● **Passage shown**
^^^^^^^^^^^^^^^^
# Another new 2012 Infinito



## jdt150 (Jan 22, 2012)

I picked up my new Infinito last Wednesday. Rode it Saturday and Sunday. It ride so much better than my 1999 aluminum Specialized M4 s-works. I got the Ultegra group set, swapped the fulcrum wheel for a set of handbuilt with dura ace hubs, mavic cxp 33 rims with Continental grand prix 4000s tires, I also put on Winwood Road Scholar carbon bars and a Garmin edge 500


----------



## merckxman (Jan 23, 2002)

Congrats, nice bike.


----------



## johnny dollar (Jul 21, 2010)

very sharp looking bicycle.


----------



## Elpimpo (Jan 16, 2012)

I ALWAYS loved that bianchi 'celeste' color. Very nice bike


----------



## jdt150 (Jan 22, 2012)

Thanks for the comments. I originally hoped that there was a 2011 still available in red, but there was not, so I got the 2012 in celeste. it does grow on you. Love the bike


----------



## kbwh (May 28, 2010)

Size 61, right? Very nice looking bike with purposeful wheels. 
Red is no color for a Bianchi anyway.

That warning sticker on the left fork blade has to go though.


----------



## adjtogo (Nov 18, 2006)

The 2012 paint scheme make it look a lot like the Oltre in 2011. Great looking bike!! Enjoy the ride!! I have a 2012 Black/White Infinito with full Ultegra.
^^^^^^^^^^^^^^^^
● **Exercise 1**
Answer these questions from the forum thread about the new 2012 Infinito:
(a) What wheel did jdt150 swap out?
(b) What color had jdt150 hoped to find on a 2011 model?
(c) What colors is adjtogo's 2012 Infinito?
● **Exercise 2**
Extract the part of the 2012 Infinito thread that begins at the words "Thanks for the" and stops after "a Bianchi anyway.".
● **Exercise 3**
Extend the forum thread about the 2012 Infinito from the point where it stops.
None of the items are needed.

Stored data entries:
^^^^^^^^^^^^^^^^
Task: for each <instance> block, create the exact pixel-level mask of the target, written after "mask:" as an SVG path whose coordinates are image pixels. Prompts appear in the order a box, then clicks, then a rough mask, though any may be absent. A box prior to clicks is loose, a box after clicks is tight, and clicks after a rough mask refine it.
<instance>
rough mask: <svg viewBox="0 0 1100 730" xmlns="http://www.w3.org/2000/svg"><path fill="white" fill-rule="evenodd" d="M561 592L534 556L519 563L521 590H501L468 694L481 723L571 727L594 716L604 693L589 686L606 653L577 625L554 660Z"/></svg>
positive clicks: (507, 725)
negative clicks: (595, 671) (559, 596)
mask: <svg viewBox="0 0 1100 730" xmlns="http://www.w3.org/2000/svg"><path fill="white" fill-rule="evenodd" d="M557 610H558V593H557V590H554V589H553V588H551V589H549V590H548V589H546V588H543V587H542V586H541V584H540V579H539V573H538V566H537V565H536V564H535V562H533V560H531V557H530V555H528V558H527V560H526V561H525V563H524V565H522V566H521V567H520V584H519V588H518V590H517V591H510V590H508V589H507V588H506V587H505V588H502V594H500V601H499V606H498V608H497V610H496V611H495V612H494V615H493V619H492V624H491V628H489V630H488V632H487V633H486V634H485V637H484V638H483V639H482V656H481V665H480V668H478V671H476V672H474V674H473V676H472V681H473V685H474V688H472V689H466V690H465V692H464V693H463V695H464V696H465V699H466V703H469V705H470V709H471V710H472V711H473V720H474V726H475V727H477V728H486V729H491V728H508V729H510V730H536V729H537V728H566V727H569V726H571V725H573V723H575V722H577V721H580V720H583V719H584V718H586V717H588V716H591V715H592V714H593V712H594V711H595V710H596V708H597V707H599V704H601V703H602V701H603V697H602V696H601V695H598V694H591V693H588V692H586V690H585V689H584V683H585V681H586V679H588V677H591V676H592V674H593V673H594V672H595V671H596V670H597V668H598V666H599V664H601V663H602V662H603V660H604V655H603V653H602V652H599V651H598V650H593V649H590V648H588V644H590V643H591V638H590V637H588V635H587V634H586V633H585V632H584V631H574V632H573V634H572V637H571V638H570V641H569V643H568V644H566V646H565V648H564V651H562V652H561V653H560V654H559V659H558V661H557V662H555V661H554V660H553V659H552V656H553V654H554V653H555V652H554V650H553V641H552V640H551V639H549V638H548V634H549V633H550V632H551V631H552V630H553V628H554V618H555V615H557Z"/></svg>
^^^^^^^^^^^^^^^^
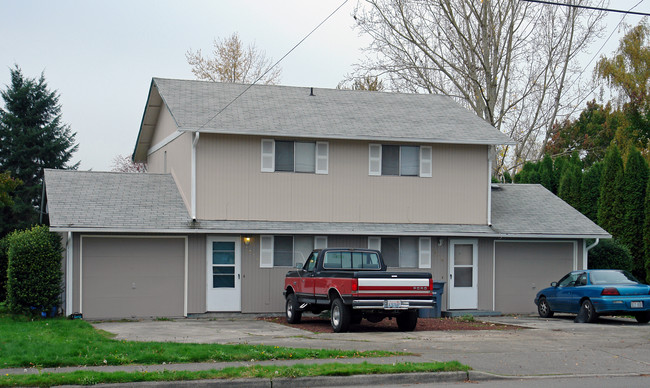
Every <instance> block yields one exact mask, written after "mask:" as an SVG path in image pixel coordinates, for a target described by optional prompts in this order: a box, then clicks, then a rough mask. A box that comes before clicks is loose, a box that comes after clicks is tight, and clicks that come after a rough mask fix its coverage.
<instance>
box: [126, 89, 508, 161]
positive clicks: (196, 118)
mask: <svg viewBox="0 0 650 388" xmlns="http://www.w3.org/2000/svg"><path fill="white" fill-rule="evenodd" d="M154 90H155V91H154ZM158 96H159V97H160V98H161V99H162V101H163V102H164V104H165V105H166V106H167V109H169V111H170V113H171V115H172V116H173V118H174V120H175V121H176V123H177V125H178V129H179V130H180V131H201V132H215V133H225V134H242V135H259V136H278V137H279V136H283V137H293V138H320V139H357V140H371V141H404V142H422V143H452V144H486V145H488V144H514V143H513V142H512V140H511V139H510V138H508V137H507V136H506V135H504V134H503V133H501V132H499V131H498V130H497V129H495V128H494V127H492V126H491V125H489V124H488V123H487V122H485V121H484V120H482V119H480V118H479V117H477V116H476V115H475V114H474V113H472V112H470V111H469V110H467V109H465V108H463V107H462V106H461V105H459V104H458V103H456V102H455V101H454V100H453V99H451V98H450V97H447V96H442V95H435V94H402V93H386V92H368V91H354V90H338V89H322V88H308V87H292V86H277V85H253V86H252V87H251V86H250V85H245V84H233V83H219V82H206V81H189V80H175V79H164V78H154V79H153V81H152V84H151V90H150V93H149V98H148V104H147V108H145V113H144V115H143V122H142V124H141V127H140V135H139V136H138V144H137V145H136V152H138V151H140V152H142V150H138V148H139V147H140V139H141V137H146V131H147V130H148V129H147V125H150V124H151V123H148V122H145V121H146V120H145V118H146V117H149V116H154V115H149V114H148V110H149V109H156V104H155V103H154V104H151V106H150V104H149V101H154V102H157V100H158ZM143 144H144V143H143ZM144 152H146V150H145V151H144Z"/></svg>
^^^^^^^^^^^^^^^^
● **Answer box 1**
(a) The fulcrum wheel
(b) Red
(c) Black/White

● **Answer box 2**
Thanks for the comments. I originally hoped that there was a 2011 still available in red, but there was not, so I got the 2012 in celeste. it does grow on you. Love the bike


----------



## kbwh (May 28, 2010)

Size 61, right? Very nice looking bike with purposeful wheels. 
Red is no color for a Bianchi anyway.

● **Answer box 3**
----------



## shokhead (Dec 17, 2002)

2012 Black/White Infinito with full Ultegra. is one of the bikes on my list to test ride. Also the Sempre.


----------



## Kodi Crescent (Aug 3, 2011)

Get the Celeste. The pictures don't do it justice.

I have a 2012 Celeste Infinito with FSA K-Wing carbon bars, white Arundel Mandible cages, Black Selle SMP seat, and an Edge 500. Really a pretty bike. Rides very well, too!


----------



## holy cromoly (Nov 9, 2008)

Nice bike and congrats.

Good to see a traditional set or laced wheels to CXP rims. Quite refreshing. I am a big fan of traditional wheels. They're a smoother I ride and easy to repair/maintain.


----------



## smoothie7 (Apr 11, 2011)

that is a great looking bike. I will agree that the celeste does grow on you.


----------



## jdt150 (Jan 22, 2012)

thanks for the comments


----------



## vinceflynow (Jan 31, 2012)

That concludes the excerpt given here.